■ **READING TEXT**
- Opening Delimiter -

Sustainability +1 more

NETHERLANDS - Large-scale cultivation of sea lettuce can help reduce acidification of the oceans and help solve the global food supply problem to boot, according to a researcher from Wageningen University. to boot.

This idea, presented by Wageningen biologist, Ronald Osinga, came as a surprise to delegates at the international coral symposium held in Wageningen last week. The symposium was an initiative by the International Society for Reef Studies (ISRS) and focused on the effects of climate change on coral reefs. Acidification of the oceans is one of the problems, and corals are highly sensitive to it. They become bleached and the calcium they contain dissolves.

Marine horticulture

But this does not have to happen, says marine biologist, Dr Osinga. On the closing day of the symposium, he proposed a solution: sea lettuce (Ulva lactuca). As it grows, this marine plant lowers the acidity of water. What is more, it is edible. Dr Osinga and his colleagues have calculated that a 'marine garden' of 180,000 square kilometres could provide enough protein for the entire world population. A sea lettuce bed of such gigantic proportions would raise the pH (acidity level) of the Mediterranean Sea by one-tenth. That may not seem much but according to Dr Osinga, it would be enough to compensate for the rise in acidity that started with the industrial revolution.

Fish farming

Linking the cultivation of sea lettuce with fish farming would create a closed food cycle, says Dr Osinga. The waste products of the fish would nourish the sea lettuce.

He said: "Offshore fish-farming is a massive polluter. It's much better if you can recycle these nutrients. There is a lot of interest nowadays in this sort of integrated concept."

BES Islands

Dr Osinga and his University of Amsterdam colleague, Jaap Kaandorp, brought the symposium to Wageningen in order to draw attention to Dutch coral research. Wageningen UR plays a modest role in this research, but that may be about to change through the accession of the BES islands (Bonaire, St Eustatius and Saba) in the Caribbean to the Netherlands. But that is a separate issue, says Dr Osinga, and not the reason for the symposium.

He added: "It's a coincidence. But a useful one, with all the attention to the coral reefs around the BES islands."

Three hundred scientists from all over the world took part in the symposium.

- Closing Delimiter -

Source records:
- Opening Delimiter -

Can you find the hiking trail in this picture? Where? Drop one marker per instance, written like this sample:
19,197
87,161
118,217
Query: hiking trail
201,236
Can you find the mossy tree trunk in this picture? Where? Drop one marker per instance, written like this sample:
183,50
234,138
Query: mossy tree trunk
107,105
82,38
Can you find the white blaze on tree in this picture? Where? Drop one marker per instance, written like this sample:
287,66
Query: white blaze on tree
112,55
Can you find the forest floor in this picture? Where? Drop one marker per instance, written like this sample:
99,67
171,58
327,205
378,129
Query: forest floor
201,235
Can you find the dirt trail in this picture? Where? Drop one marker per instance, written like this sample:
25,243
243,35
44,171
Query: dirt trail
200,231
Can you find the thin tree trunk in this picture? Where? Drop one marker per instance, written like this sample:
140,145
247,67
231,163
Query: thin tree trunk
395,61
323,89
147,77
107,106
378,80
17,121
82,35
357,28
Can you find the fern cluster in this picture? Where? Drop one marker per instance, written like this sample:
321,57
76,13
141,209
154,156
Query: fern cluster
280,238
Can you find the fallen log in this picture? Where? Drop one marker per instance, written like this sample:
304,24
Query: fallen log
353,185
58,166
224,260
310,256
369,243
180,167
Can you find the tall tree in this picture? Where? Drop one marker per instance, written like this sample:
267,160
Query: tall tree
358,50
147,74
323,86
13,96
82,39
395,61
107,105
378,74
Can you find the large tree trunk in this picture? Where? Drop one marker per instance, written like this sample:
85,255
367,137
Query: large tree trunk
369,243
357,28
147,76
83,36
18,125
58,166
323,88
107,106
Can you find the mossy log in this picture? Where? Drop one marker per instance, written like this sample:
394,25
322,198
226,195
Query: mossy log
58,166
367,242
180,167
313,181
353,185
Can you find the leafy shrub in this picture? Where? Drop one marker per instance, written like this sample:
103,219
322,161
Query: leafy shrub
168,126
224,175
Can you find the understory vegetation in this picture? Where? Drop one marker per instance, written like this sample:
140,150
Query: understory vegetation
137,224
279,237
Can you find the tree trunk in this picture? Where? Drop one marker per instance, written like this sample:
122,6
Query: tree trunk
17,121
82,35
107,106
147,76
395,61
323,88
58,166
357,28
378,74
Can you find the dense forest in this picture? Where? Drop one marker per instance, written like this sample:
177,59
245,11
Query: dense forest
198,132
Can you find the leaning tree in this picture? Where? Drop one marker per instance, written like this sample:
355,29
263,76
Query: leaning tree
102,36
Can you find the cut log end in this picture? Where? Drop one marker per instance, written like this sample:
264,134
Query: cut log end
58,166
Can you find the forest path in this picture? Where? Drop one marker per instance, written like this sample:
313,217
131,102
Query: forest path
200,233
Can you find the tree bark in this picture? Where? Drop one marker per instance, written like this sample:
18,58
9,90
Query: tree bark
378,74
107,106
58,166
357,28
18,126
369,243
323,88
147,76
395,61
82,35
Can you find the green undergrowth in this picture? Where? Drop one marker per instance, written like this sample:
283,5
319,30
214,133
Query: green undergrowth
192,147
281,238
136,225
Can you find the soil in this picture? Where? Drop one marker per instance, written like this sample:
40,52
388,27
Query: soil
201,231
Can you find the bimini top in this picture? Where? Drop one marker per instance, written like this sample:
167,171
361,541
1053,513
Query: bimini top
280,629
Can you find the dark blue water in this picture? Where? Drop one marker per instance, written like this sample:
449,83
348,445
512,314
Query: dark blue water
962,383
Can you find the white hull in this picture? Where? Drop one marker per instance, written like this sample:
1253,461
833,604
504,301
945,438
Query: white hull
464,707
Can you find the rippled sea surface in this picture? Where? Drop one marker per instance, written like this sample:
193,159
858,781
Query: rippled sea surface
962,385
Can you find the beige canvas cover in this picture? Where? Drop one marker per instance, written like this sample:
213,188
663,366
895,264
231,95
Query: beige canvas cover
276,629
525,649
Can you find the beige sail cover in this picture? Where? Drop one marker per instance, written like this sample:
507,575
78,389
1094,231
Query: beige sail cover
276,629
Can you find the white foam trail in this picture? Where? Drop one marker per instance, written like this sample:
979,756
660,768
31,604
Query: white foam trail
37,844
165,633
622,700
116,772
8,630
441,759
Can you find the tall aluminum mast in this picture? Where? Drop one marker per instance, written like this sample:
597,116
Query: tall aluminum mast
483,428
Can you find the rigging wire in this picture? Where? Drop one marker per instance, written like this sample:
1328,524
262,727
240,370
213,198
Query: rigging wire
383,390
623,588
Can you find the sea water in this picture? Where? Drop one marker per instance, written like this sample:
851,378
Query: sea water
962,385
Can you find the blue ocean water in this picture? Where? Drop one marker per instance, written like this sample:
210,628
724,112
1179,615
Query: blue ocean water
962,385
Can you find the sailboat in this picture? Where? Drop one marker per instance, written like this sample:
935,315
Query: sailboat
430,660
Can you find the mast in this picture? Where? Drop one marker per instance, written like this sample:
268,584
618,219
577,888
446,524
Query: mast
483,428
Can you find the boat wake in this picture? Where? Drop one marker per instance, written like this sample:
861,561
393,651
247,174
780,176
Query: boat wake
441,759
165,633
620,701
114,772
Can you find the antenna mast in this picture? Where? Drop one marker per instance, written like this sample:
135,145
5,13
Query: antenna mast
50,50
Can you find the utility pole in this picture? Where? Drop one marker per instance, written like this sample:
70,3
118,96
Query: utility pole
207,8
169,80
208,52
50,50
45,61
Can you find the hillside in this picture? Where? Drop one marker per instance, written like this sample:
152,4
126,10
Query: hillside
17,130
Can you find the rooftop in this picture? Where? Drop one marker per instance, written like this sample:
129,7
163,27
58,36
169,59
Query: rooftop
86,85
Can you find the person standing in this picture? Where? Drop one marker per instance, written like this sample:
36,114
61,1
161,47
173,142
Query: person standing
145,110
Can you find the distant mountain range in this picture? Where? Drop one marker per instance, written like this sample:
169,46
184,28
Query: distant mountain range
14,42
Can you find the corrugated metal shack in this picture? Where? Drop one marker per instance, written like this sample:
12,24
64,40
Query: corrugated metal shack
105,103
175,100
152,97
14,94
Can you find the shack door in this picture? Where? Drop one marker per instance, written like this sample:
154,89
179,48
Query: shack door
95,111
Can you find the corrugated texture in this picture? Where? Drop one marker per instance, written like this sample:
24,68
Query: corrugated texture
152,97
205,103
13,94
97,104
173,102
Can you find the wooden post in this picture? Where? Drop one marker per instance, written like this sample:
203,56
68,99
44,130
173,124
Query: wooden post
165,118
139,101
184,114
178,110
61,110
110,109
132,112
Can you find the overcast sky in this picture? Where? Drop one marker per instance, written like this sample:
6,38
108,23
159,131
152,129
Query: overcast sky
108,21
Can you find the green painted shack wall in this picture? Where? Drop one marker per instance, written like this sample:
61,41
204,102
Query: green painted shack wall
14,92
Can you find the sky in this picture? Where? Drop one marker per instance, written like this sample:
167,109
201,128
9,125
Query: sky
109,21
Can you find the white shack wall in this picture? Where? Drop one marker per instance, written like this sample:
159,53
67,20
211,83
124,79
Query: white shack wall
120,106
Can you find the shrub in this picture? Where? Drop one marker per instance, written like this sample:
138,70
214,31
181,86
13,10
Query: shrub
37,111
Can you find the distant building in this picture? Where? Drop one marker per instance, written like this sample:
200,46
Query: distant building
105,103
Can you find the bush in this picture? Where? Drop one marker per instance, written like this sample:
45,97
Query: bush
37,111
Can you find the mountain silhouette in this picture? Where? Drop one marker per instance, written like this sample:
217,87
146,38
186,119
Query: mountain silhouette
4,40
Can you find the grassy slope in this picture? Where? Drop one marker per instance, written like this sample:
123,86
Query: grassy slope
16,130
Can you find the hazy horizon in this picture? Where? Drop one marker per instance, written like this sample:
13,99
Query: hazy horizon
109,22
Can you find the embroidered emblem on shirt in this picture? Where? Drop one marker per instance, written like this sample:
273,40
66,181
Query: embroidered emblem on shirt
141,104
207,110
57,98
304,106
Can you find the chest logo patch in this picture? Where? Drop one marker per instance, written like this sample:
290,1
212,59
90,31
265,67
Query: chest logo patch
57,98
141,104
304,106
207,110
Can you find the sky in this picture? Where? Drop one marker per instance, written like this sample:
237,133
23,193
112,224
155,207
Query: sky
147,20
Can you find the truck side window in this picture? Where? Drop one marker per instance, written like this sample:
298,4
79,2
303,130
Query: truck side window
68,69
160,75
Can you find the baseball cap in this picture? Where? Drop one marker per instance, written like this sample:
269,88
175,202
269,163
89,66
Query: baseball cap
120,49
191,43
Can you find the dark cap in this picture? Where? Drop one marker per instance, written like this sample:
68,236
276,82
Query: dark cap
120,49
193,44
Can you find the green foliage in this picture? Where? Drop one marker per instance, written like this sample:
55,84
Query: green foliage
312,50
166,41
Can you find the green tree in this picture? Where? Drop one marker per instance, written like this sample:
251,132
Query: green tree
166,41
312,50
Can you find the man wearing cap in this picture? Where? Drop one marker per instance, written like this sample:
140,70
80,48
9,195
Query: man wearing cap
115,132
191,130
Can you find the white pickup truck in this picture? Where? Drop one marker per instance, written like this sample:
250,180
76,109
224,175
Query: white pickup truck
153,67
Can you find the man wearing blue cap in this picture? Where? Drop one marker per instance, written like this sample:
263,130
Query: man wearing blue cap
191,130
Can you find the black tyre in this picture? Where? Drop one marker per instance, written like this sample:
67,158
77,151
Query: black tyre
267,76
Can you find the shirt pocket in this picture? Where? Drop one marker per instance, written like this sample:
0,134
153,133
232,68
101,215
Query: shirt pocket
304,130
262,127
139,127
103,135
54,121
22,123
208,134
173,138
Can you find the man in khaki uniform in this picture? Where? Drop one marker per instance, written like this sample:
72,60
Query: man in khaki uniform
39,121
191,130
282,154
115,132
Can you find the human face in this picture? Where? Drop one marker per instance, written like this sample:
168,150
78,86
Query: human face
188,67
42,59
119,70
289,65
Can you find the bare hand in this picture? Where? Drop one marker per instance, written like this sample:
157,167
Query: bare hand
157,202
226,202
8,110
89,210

- Closing Delimiter -

■ **REQUIRED ACTIONS**
a) List the islands that the article on sea lettuce cultivation names as the BES islands.
b) According to the article on sea lettuce cultivation, why would linking sea lettuce cultivation with fish farming create a closed food cycle?
c) Transcribe the passage of the sea lettuce article starting at "This idea, presented" and ending at "they contain dissolves.".

■ **ANSWERS TO THIS EXERCISE**
a) Bonaire, St Eustatius, Saba

b) The waste products of the fish would nourish the sea lettuce, so the nutrients would be recycled. Dr Osinga describes offshore fish farming as a massive polluter, which makes this recycling preferable.

c)
This idea, presented by Wageningen biologist, Ronald Osinga, came as a surprise to delegates at the international coral symposium held in Wageningen last week. The symposium was an initiative by the International Society for Reef Studies (ISRS) and focused on the effects of climate change on coral reefs. Acidification of the oceans is one of the problems, and corals are highly sensitive to it. They become bleached and the calcium they contain dissolves.